Самым близким другом Алексея Жемчужникова стал его однокашник Виктор Арцимович, высокий, белокурый и очень старательный литовец из Белостока. Вместе они читали Шекспира, Пушкина, Гоголя. Алексей ввел Арцимовича в свою семью, и тот настолько пришелся по сердцу Михаилу Николаевичу и другим, что стал непременным членом жемчужниковского клана до конца своей жизни.
И вот уж близится конец учения. В субботу, 24 мая 1842 года, Алексей Жемчужников записывает: «Выпуск будет в Середу!»14
Но отгремел выпускной бал, и пора на службу в Сенат...
Алексей Жемчужников тяготился службой с самого начала, как и Алексей Толстой. Но не послужи они, Козьма Прутков потерпел бы невосполнимый ущерб.
Впрочем, ничего трагического не было в этой службе, которая для тысяч акакиев акакиевичей оборачивалась другой своей стороной...
———
● **Что нужно сделать**
1 – Откуда был родом Виктор Арцимович, если верить отрывку о Жемчужникове?
2 – Перескажи короче абзац отрывка о Жемчужникове, который начинается словами «Самым близким другом Алексея Жемчужникова», и сохрани главные факты.
3 – Допиши отрывок о Жемчужникове дальше, начиная сразу после его последнего предложения.
Данные для этой работы не понадобятся.

● **Содержимое набора данных**
———
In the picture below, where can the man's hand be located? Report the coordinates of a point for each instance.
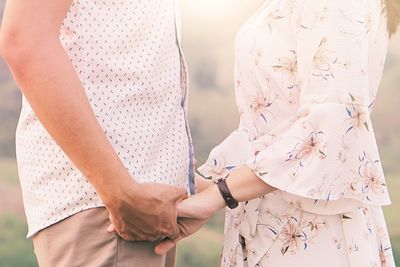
(186, 227)
(145, 211)
(193, 213)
———
● **Ответы к заданиям**
1 – Из Белостока.

2 – Лучшим другом Алексея Жемчужникова стал его однокашник Виктор Арцимович — высокий, белокурый и старательный литовец из Белостока. Вместе они читали Шекспира, Пушкина и Гоголя. Алексей познакомил его со своей семьей. Арцимович так полюбился Михаилу Николаевичу и остальным, что до конца жизни оставался членом жемчужниковского клана.

3 –
Молодой титулярный советник Алексей Жемчужников каждое утро подъезжал в собственном экипаже к пышному зданию Сената, построенному Росси и замкнувшему вместе с Исаакиевским собором и Адмиралтейством громадную площадь, посередине которой вздыбил коня Медный всадник.
Широкие лестницы и гулкие коридоры вели в каморы с толстыми стенами, где регистрировались и хранились бумаги, стекавшиеся со всей империи. Столоначальник благоволил к Жемчужникову, который быстро усвоил канцелярскую премудрость. Да и отец юноши после пятилетней губернаторской службы был произведен в тайные советники «с повелением присутствовать в Правительствующем Сенате».
Но служба есть служба, и для начала молодому чиновнику поручили исправление старого алфавитного указателя, в котором большая часть дел значилась под буквой «О» : о наследстве, о спорной земле, о духовном завещании и т. д.
Работа была нудная. Алексей, отложив папки с бумагами, на казенном бланке написал свое первое на службе стихотворение «Это я! или что такое чиновник?»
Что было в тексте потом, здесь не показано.